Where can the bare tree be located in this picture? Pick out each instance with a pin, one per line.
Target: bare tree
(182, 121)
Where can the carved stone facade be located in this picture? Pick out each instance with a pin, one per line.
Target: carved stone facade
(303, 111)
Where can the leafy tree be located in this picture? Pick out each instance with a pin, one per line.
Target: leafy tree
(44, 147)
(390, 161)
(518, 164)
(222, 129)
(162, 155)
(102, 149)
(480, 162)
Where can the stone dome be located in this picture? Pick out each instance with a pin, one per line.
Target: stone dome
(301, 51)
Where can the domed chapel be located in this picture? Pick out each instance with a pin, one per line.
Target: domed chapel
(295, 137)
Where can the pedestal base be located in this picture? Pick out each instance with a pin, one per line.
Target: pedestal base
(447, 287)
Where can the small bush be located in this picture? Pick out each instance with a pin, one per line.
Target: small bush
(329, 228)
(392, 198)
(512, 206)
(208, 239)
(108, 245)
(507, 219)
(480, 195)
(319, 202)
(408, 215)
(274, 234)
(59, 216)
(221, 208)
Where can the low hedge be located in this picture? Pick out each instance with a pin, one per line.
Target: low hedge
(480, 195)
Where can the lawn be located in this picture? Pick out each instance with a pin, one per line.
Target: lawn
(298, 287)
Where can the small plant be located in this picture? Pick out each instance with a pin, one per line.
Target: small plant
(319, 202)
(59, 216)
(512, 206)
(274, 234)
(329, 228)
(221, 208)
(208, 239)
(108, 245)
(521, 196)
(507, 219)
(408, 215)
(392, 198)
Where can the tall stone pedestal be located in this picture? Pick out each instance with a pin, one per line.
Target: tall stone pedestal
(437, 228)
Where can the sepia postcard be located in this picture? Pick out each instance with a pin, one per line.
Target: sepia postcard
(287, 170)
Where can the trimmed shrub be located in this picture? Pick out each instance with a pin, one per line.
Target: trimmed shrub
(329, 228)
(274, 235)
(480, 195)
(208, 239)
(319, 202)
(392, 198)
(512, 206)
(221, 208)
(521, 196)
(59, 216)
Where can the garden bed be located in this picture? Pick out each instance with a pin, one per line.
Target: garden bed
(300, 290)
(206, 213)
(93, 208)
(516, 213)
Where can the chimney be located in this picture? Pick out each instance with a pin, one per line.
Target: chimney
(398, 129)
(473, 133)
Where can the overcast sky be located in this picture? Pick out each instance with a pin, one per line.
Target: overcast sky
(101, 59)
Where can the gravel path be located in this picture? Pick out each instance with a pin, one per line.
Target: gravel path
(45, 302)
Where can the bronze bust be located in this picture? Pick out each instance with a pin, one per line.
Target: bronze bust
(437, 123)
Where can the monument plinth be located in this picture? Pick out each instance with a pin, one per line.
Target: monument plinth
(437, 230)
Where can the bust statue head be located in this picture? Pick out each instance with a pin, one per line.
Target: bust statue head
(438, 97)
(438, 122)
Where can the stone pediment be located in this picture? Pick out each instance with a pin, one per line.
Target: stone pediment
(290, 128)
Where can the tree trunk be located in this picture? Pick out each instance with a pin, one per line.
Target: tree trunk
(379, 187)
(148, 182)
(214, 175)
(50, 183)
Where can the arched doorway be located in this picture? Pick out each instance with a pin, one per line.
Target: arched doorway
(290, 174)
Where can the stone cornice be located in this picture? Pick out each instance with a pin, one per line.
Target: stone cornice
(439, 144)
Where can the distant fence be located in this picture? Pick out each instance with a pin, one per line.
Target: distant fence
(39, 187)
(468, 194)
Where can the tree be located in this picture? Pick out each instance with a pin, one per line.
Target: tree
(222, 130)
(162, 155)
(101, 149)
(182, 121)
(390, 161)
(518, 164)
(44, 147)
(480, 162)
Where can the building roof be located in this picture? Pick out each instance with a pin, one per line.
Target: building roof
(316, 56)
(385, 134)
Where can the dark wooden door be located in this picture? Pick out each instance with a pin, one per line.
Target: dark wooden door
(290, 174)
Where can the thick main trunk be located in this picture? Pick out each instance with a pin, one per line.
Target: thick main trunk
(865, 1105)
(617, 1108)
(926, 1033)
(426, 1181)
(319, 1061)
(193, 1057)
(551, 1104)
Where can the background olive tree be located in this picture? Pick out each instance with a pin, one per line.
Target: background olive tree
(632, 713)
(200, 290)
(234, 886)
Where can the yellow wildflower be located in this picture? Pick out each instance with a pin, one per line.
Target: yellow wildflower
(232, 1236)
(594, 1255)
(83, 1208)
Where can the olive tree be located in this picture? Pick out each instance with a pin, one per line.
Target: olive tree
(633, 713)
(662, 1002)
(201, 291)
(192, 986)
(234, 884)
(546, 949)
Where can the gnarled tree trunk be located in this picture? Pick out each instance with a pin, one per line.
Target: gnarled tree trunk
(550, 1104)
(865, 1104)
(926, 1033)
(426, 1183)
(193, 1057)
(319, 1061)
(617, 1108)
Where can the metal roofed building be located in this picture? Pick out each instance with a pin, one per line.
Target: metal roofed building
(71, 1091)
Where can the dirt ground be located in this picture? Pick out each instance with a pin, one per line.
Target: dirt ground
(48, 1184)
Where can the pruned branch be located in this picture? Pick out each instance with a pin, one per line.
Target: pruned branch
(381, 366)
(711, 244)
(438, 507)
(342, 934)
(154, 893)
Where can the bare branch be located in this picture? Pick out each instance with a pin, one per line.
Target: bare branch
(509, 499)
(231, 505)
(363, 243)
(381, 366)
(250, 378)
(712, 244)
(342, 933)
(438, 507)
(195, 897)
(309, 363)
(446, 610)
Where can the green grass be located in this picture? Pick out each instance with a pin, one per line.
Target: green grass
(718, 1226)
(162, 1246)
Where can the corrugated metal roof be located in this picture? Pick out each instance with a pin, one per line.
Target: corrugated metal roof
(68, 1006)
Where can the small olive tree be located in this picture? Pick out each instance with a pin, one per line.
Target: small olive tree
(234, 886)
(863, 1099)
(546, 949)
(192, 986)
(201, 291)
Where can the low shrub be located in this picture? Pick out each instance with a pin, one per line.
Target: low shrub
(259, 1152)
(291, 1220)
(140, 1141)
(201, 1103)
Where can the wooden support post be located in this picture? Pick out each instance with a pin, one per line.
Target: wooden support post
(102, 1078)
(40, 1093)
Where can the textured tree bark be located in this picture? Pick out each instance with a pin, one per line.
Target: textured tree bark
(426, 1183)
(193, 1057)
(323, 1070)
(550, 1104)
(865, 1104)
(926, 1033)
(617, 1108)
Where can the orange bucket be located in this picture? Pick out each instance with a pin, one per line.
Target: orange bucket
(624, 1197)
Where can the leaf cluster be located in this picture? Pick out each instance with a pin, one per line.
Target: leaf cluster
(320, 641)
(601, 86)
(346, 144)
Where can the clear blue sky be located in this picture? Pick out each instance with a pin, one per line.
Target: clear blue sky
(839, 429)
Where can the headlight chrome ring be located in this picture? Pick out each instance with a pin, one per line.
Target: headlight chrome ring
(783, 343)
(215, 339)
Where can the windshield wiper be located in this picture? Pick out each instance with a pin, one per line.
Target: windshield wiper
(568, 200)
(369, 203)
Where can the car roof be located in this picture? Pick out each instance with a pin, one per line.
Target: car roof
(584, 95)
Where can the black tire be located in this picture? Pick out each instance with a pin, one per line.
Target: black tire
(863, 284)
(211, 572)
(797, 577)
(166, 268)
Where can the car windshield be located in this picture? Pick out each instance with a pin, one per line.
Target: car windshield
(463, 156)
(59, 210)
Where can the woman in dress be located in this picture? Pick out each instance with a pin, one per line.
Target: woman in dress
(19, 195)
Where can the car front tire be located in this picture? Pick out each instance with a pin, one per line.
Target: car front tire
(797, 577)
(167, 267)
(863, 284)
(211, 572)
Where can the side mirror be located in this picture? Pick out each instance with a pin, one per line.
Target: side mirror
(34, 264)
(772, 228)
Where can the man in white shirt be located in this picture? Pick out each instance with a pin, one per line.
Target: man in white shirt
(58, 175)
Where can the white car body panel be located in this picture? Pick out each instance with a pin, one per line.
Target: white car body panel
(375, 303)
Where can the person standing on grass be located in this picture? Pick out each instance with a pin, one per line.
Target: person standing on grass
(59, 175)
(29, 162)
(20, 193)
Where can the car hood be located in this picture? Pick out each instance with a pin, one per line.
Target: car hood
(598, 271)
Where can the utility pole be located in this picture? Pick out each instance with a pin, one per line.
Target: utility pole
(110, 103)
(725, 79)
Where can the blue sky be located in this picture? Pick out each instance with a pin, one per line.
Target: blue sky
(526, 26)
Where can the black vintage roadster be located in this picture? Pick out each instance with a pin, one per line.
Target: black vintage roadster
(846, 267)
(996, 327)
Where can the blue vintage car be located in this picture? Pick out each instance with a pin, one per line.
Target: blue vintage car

What the task asks: In the records above, the line with "Target: tree trunk" marks the start and the line with "Where can the tree be" marks the end; copy that stretch exactly, both lines included, and nothing else.

Output of the task:
Target: tree trunk
(379, 187)
(148, 182)
(214, 175)
(50, 183)
Where can the arched doorway be located in this picture? Pick out each instance with a pin, one per line.
Target: arched doorway
(290, 174)
Where can the stone cornice be located in this picture? Pick out each instance with a pin, one per line.
Target: stone cornice
(439, 144)
Where can the distant fence be located in this picture? Pick out each instance with a pin, one per line.
Target: distant fence
(39, 187)
(468, 194)
Where can the tree be located in this picture? Pick out each instance with a pin, one per line.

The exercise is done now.